Extract:
■ ■ ■ ■

Lucid calls them design studios, not showrooms. Serious customers can specify a car and experience the configuration in VR. Casual visitors can sit on a sofa and learn how an electric drivetrain works. The architectural language signals what the brand wants to be: confident enough to remove the sales floor.
The Real Insight Is Not About Furniture
It would be easy to read this as an interior design story, a more tasteful version of the same retail playbook. It is not. What Lucid identified is a structural truth about luxury in a category transition: when the product itself is new (a long-range luxury EV from a brand customers have never owned), the conventional sales environment becomes an obstacle, not a tool.
Derek Jenkins, Lucid's VP of Design, told Fast Company that the goal was to remove "the psychological barriers to entry." That phrase deserves attention. The barrier is not price. The barrier is the institutional theatre that surrounds the price, the glass, the marble, the choreography of high-pressure consultation.
Remove the theatre, and the customer can finally evaluate the product on its own terms.
When the product itself is new, the conventional sales environment becomes an obstacle, not a tool.

Why This Matters for Future Mobility
The same dynamic is about to repeat, at a much larger scale, with advanced air mobility. eVTOL aircraft, vertiport-based travel, autonomous flight: every category in this transition is unfamiliar to the customer it is meant to serve. The natural instinct will be to surround it with the institutional vocabulary of aviation, terminals, security theatre, gate agents, the ergonomics of a regional airport.

■ ■ ■ ■

Set task:
Proceed with the essay on Lucid's design studios and future mobility, writing on from its last sentence above.

Listing:
■ ■ ■ ■

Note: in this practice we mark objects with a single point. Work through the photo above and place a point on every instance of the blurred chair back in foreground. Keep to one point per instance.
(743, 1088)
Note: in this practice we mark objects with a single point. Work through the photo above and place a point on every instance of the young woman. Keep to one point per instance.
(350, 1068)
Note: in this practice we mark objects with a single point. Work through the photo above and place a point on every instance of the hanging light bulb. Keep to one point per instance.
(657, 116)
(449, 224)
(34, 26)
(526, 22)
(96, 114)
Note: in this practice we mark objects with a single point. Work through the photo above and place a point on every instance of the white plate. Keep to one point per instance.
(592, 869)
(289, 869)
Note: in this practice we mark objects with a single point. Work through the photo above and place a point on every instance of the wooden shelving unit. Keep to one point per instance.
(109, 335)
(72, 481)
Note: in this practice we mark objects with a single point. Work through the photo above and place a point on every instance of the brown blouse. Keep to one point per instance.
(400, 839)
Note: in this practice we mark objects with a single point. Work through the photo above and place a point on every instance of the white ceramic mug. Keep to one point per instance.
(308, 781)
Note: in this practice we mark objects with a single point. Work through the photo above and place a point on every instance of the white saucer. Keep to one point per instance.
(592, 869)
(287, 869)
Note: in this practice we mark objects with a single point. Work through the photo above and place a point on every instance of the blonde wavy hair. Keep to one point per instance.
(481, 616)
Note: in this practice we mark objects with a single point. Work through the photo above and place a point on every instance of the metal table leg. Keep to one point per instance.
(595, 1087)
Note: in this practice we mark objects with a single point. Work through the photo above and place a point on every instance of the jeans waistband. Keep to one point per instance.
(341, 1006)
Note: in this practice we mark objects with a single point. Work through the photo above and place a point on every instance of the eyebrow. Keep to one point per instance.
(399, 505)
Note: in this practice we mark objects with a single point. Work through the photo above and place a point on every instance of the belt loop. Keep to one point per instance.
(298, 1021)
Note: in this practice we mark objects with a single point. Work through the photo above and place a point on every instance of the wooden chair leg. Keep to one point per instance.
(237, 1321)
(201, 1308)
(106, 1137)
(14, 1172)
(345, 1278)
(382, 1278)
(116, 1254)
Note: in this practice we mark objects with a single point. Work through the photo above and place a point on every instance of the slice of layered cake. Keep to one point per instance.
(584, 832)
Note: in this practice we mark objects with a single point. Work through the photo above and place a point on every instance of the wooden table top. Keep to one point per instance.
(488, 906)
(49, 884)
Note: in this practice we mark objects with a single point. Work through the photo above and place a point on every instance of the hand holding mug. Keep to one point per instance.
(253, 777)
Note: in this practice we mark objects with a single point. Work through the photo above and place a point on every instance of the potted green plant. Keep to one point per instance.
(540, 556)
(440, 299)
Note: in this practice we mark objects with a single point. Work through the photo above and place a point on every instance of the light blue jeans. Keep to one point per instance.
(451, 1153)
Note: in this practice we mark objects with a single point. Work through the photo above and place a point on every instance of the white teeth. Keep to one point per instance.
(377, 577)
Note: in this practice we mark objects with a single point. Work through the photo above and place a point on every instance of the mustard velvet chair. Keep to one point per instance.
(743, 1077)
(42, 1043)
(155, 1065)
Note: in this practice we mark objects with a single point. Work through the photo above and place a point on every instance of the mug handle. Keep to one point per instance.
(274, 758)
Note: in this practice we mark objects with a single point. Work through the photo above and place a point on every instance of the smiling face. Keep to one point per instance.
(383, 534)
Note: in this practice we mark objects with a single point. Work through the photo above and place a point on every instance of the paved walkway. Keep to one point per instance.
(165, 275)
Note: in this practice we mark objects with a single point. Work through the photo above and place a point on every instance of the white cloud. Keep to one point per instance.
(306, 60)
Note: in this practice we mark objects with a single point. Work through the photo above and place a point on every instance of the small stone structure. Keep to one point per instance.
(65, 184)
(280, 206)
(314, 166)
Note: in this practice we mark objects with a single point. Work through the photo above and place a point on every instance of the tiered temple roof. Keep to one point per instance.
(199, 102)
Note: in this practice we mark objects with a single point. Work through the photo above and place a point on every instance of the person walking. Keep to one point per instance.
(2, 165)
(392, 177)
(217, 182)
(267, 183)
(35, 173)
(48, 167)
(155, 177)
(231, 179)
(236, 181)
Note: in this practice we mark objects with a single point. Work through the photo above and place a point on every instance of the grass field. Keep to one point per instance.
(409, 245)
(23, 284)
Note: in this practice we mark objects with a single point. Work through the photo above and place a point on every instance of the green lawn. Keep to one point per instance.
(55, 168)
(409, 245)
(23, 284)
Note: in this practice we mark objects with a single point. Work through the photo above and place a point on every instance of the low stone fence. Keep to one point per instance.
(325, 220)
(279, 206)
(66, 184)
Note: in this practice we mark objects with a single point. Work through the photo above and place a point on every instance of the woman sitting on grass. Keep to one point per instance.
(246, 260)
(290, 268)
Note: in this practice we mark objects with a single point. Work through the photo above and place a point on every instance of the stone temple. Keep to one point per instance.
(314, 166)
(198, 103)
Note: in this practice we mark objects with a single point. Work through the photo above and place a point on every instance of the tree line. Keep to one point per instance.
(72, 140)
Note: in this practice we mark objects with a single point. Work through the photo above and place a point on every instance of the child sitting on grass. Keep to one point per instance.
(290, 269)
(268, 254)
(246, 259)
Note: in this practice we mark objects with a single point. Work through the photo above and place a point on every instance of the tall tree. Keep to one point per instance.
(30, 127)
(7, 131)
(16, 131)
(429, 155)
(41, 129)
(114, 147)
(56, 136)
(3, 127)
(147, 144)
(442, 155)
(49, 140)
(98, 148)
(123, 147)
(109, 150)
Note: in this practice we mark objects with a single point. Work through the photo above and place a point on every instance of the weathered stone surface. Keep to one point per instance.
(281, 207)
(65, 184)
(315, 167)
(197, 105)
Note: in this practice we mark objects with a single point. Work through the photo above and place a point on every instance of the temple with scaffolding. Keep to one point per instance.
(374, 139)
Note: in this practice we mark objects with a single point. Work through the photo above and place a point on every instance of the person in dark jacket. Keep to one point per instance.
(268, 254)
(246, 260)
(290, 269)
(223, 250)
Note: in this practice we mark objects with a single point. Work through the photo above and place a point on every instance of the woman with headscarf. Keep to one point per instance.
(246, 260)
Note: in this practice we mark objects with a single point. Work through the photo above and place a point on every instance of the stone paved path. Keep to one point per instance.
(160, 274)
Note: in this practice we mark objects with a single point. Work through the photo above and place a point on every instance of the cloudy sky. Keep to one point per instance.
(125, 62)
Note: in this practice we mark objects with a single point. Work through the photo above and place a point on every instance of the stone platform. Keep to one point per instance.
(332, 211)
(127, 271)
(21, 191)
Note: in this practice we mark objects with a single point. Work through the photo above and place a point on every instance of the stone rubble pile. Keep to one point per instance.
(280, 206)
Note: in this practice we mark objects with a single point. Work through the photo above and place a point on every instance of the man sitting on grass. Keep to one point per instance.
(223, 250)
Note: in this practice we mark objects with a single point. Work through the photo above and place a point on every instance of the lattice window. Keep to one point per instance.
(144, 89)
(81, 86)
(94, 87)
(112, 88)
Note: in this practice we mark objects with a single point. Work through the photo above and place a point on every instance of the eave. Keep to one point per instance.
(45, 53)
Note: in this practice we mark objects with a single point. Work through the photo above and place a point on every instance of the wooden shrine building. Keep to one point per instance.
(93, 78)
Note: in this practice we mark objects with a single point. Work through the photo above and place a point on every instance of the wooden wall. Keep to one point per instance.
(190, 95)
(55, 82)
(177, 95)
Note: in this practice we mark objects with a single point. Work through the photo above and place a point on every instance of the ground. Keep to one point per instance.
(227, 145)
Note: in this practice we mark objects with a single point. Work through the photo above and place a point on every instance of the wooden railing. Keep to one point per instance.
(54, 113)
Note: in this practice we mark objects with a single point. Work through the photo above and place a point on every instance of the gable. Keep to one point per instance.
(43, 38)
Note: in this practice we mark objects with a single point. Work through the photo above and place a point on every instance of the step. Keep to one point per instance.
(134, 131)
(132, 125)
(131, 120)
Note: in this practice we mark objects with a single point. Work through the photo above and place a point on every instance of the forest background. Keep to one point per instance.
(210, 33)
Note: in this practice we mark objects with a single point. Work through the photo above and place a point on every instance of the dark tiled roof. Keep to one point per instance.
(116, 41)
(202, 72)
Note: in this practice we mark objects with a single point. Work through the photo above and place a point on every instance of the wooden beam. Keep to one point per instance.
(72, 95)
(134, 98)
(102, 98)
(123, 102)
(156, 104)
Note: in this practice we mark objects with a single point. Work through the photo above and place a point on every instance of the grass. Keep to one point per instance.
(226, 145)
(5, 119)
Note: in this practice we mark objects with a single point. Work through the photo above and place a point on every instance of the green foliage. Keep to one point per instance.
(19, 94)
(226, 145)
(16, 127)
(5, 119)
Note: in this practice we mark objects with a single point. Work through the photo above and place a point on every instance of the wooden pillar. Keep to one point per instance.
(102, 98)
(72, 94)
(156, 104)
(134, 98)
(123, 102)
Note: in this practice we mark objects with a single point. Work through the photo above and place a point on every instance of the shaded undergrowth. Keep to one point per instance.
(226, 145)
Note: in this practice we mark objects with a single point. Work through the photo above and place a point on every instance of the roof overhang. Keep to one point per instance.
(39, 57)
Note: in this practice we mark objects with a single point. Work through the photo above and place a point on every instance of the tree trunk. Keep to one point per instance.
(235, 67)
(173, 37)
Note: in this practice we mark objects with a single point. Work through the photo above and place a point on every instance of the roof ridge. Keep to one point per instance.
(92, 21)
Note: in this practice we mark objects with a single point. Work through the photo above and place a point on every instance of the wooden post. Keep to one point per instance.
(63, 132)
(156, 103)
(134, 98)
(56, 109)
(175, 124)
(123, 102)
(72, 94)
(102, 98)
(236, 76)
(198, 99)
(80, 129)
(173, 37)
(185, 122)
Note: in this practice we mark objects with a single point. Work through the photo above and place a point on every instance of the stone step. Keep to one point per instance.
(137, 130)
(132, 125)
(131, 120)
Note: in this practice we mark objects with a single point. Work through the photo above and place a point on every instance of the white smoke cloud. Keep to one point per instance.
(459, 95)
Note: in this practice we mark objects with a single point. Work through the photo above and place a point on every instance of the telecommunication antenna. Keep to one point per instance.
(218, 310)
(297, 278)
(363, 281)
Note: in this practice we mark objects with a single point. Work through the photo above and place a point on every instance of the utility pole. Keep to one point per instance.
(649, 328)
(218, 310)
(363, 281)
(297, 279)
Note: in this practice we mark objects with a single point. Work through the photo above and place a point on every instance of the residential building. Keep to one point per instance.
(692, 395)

■ ■ ■ ■

Output for this exercise:
That instinct will be wrong. The customer flying a six-mile route between a suburb and a city center does not need an airport experience. They need the equivalent of Lucid's living room: a refined, low-pressure environment that treats them as a guest, not a passenger to be processed.
The infrastructure of trust is not only digital, identity, payments, audit trails. It is also physical. The vertiport lounge, the ground experience, the seconds between arrival and boarding: every one of those touchpoints is a chance to either reassure or alienate.
The Elomria Read
Luxury at the frontier of a new category is not about ornament. It is about removing friction the customer cannot articulate but feels. Lucid Motors understood that the dealership itself was the friction. They replaced it with architecture that says, quite literally, sit down, there is no pressure here.
As advanced air mobility moves from concept to operational reality, the operators who win the long arc will be those who apply the same principle. The vehicle is the visible part. The space around it, physical and institutional, is what determines whether the customer ever comes back.
That is the standard we are building toward.